**PROVIDED RECORDS**.
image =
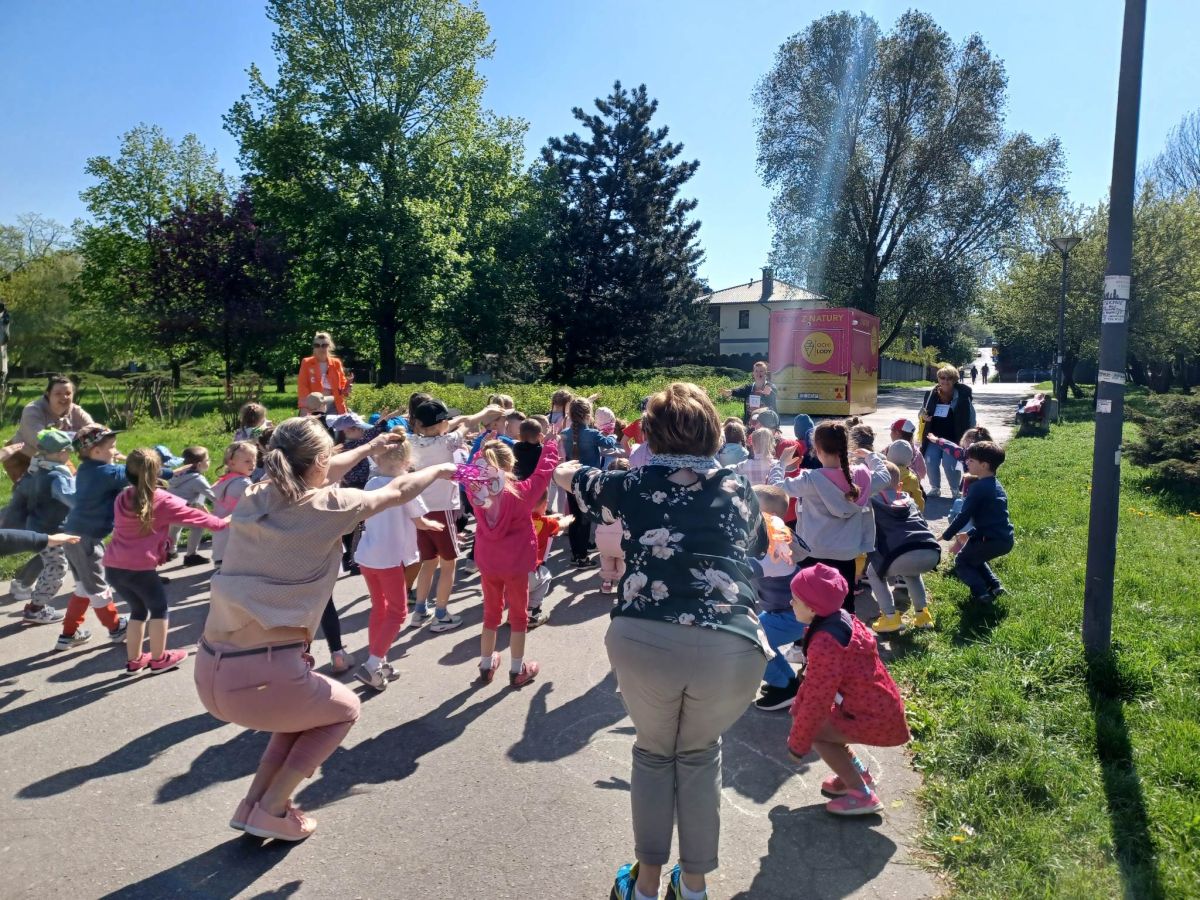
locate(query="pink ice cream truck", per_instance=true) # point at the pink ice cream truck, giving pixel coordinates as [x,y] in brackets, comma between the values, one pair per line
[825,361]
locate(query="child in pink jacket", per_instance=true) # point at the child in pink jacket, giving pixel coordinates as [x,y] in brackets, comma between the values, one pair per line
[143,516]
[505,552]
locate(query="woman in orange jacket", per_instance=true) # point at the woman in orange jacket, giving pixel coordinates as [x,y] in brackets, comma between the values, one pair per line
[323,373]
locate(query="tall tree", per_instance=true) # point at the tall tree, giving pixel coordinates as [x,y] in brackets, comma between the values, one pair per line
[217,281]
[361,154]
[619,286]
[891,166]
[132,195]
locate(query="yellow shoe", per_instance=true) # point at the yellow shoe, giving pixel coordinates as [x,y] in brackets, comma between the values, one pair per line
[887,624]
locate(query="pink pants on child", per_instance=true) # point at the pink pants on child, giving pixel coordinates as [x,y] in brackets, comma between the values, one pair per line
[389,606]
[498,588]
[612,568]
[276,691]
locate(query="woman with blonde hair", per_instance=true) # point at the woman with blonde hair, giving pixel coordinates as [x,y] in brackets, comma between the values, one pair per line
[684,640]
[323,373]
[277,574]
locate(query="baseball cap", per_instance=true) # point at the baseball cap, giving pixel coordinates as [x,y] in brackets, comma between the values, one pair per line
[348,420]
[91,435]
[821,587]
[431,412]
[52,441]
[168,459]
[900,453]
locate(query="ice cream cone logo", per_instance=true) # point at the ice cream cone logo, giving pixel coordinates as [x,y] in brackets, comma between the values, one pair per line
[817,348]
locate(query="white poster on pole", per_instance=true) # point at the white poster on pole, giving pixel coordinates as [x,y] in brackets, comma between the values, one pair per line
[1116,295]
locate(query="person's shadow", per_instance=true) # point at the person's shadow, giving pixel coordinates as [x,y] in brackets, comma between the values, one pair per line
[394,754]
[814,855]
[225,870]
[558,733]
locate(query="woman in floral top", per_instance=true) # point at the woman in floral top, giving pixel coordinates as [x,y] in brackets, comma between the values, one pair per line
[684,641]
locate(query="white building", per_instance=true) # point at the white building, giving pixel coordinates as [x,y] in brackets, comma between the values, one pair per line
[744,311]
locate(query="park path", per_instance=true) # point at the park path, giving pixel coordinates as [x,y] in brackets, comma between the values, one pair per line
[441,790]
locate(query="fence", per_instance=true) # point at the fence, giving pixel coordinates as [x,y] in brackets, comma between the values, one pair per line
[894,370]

**EXERCISE GOAL**. Nothing but the listing, copied exactly and stripped of its images, should appear in the response.

**RESPONSE TO THIS TASK**.
image =
locate(query="pink ice cream truck", per_instance=true) # point at the pink ice cream truck, giving pixel coordinates as [x,y] in brackets, comma between the values, one pair per line
[825,361]
locate(query="child in pink jacket", per_instance=true) # point at the child in pink jacket, giving pixel coordinates as [x,y] in brackets, comma between the values, one pair per line
[143,516]
[505,552]
locate(query="woman in orange jacket", per_instance=true) # point at the woman in orange jacket, giving pixel coordinates as [x,y] in brackets, comma between the values, one pair per line
[323,373]
locate(query="tall tree", per_instance=true) # point at the tall tree, giving pixel coordinates as [x,y] in brackets, comma between the values, one pair per line
[217,281]
[361,154]
[619,286]
[891,166]
[132,195]
locate(query="yellow shoe", per_instance=true) # point at the yellow shoe, giving pixel coordinates as [x,y] in brackets, comma between the values, one pair per line
[887,624]
locate(query="pink pants on child", per_instance=true) # point at the pink pants on child, giving pixel coordinates as [x,y] in brackets, comma between the values, one pair per line
[389,606]
[498,588]
[612,568]
[276,691]
locate(query="woman with blonde hair", per_instance=true) # point at the woman with blonde hair, giving pixel coordinates as [x,y] in brackets, comma between the values, one pair per line
[684,640]
[323,373]
[277,574]
locate(query="baseball cap", per_instance=true) # point at the baseball cap, giving pixel coordinates as [x,y] in brackets, comma between the values, one pair per line
[348,420]
[91,435]
[821,587]
[431,412]
[52,441]
[168,459]
[900,453]
locate(query="ice cream cone logo", per_instance=true) # point at the ice cream cone logo, giving pixel coordinates as [x,y] in brackets, comma between the values, one pair per line
[817,348]
locate(query="white poster on pole", per_instance=true) # point at the white poster on pole, giving pixel coordinates as [x,y] in brackets, comma between the values, one pair per line
[1116,295]
locate(query="person's shadow", per_instance=true) # point at the person's shadow, giving pixel coordinates as [x,y] in brackets, comma between the values, one pair per line
[394,754]
[814,855]
[225,870]
[558,733]
locate(query="woman in floral top", per_instance=true) # point at the woman in floral top, giving pixel coordinates as [x,y] in brackets, comma between the values, one pair per line
[684,641]
locate(query="white building", per_instance=true) # point at the white building, giving pixel coordinates as [x,y] in brackets, comma between the values, one pair per line
[744,311]
locate(query="park path", per_instance=true) # point at the park path, giving pixel coordinates as [x,y] in brackets, comma between the values, one pair per line
[441,790]
locate(query="fence", per_instance=true) # point at the fence, giving pixel coordinates as [x,y] in brackets, comma between the values, one pair per line
[894,370]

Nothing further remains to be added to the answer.